===== Text shown =====

In the case of local government debt and local government financing vehicle debt, we also see a role for restructuring. Of course, one has to handle this with care. In the short term, some support for debt servicing can be helpful. But we do think that eventually we need restructuring, and we also need reforms to ensure that there is a much more sound financing basis for the local government, so that there is more sources of tax revenue that can match with the amount of spending needs that they have. So that getting more balanced on that front and increasing tax revenues is going to be important. Also, monitoring risk development in the local government, in their local government, borrowing is going to be important. Public financial management more generally will require more attention.

MS. YAN: Okay, gentlemen, a second row, please. Thank you.

QUESTIONER: Thank you, good afternoon. Joe Cash from Reuters. Has China shown the IMF a deal that has supposedly been struck between China EXIM Bank and Sri Lanka for debt restructuring? Thank you.

MS. GOPINATH: I’m sorry, could you repeat the question again?

QUESTIONER: My question is, has China shown the IMF, the deal that has supposedly been struck between the China EXIM Bank and Sri Lanka? Thank you.

MS. GOPINATH: So we are aware of the deal that has been agreed on between China EXIM and Sri Lanka. We have constant engagements with EXIM. We have not seen the details of this yet, but this again should come out through our routine engagement.

MS. YAN: Thank you. In the fourth. Yup.

QUESTIONER: Good afternoon. I'm reporter from Global Times, and I have two questions. The first one, today China released its foreign trade data. Each reflected that is October data up 0.9 percent year on year. So what's your opinion about last month statistics? And the second question, is what's your expectations of its GDP growth in the first quarter? Thank you.

MS. GOPINATH: Yes, I believe I've heard about this recent data that has come out that's in positive territory for trade. At the same time, given that globally, we are seeing, we are projecting growth to slow this year and to be close to around 3 percent over the medium term. Which is much lower than the growth that we projected in the past two decades, when the medium term growth was around, we used to project was around 3.8 percent. Now we're down to 3 percent. So global demand is not what it used to be. So, we do expect that there will be headwinds more generally for countries from the external demand. In addition, fragmentation pressures are building up in many places. And we do believe that we do see that that is a headwind for China in terms of its reliance on if it was rely on external demand. On the question on fourth quarter GDP growth, would you like to come in Sonali?

=====

▶ [Work instruction A]: Name every person identified by name in the press briefing transcript.
▶ [Work instruction B]: Reproduce verbatim the portion of the press briefing transcript between "QUESTIONER: Thank you, good" and "our routine engagement.", inclusive.
▶ [Work instruction C]: Resume the press briefing transcript from the point at which it stops.

===== Data supplied =====

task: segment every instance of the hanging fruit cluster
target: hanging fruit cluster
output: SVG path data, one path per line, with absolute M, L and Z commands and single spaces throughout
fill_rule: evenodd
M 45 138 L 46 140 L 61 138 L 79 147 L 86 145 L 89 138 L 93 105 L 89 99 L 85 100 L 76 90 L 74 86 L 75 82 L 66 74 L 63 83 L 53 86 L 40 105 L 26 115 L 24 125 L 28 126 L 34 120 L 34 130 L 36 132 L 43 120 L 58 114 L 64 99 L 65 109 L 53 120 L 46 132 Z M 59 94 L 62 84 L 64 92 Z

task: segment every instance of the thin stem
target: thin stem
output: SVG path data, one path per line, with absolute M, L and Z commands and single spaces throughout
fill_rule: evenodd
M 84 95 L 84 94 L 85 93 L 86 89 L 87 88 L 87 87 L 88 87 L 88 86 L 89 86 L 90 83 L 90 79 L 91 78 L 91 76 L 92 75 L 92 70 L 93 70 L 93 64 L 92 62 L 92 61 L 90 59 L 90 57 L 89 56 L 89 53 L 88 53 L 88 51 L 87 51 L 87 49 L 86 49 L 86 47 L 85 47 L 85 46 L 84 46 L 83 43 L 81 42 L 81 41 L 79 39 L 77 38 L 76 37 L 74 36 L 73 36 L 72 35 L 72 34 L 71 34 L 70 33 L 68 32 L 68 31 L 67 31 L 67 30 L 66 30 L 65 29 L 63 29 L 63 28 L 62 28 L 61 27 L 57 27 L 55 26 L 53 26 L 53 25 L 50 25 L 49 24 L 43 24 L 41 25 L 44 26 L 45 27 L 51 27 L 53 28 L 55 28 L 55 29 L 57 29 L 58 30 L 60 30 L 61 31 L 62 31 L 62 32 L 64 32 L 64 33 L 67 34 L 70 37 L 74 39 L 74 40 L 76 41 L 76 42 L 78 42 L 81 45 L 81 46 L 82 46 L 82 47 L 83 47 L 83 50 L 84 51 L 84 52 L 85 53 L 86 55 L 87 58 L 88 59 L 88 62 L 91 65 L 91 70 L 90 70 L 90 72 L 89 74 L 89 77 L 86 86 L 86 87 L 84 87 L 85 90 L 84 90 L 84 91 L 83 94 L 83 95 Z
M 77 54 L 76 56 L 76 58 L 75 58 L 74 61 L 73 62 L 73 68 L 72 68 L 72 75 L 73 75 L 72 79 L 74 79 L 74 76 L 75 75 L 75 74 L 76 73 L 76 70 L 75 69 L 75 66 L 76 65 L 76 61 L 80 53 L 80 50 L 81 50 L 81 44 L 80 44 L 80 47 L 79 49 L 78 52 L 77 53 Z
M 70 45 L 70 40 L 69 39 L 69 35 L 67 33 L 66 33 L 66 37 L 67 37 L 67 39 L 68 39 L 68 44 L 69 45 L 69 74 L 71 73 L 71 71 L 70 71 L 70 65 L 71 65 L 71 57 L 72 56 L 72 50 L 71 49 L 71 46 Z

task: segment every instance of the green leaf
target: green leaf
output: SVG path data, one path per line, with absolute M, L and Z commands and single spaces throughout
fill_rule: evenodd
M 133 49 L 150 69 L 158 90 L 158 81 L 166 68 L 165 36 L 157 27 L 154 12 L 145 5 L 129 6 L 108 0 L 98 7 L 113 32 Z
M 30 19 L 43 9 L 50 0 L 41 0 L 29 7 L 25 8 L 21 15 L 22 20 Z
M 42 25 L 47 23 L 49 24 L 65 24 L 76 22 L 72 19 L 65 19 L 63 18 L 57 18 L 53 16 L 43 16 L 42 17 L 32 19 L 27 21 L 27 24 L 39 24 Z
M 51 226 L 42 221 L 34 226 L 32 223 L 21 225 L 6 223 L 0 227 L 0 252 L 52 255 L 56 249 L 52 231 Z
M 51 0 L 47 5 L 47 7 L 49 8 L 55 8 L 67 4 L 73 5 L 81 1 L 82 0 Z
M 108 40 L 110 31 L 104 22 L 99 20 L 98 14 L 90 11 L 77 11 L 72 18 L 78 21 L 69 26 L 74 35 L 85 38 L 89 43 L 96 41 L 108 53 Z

=====

▶ [Task output A]: Ms. Yan, Joe Cash, Ms. Gopinath, Sonali

▶ [Task output B]:
QUESTIONER: Thank you, good afternoon. Joe Cash from Reuters. Has China shown the IMF a deal that has supposedly been struck between China EXIM Bank and Sri Lanka for debt restructuring? Thank you.

MS. GOPINATH: I’m sorry, could you repeat the question again?

QUESTIONER: My question is, has China shown the IMF, the deal that has supposedly been struck between the China EXIM Bank and Sri Lanka? Thank you.

MS. GOPINATH: So we are aware of the deal that has been agreed on between China EXIM and Sri Lanka. We have constant engagements with EXIM. We have not seen the details of this yet, but this again should come out through our routine engagement.

▶ [Task output C]:
MS. JAIN-CHANDRA: Sure. Thank you. So, for this year as a whole, we have just upgraded growth to 5.4 percent. And in terms of the sequential story over the course of the year, after a sharp rebound in Q1, we saw some payback in Q2. And we see the second half of the year broadly as a time of stabilization of the economy. So, and in terms of the year as a whole, as the First Deputy Managing Director said, we have upgraded growth both for 2023, as well as 2024, and the two factors are the stronger than expected Q3, as well as the fiscal support that was unveiled.

MS. YAN: Are there any more questions in the room? We have a lady in the back. Yes, in the back row.

QUESTIONER: Hello. I’m a reporter from Tai Ting (phonetic) And my question is focused on the cross-border capital flow. And we have noticed that China has recently experienced the dip in capital flow, but also foreign direct investments. My question is, in terms of China's growth and midterm development, how do you foresee this trend to change or how do you foresee this trend to impact China's future GDP growth and economic growth in a more general sense? Thank you.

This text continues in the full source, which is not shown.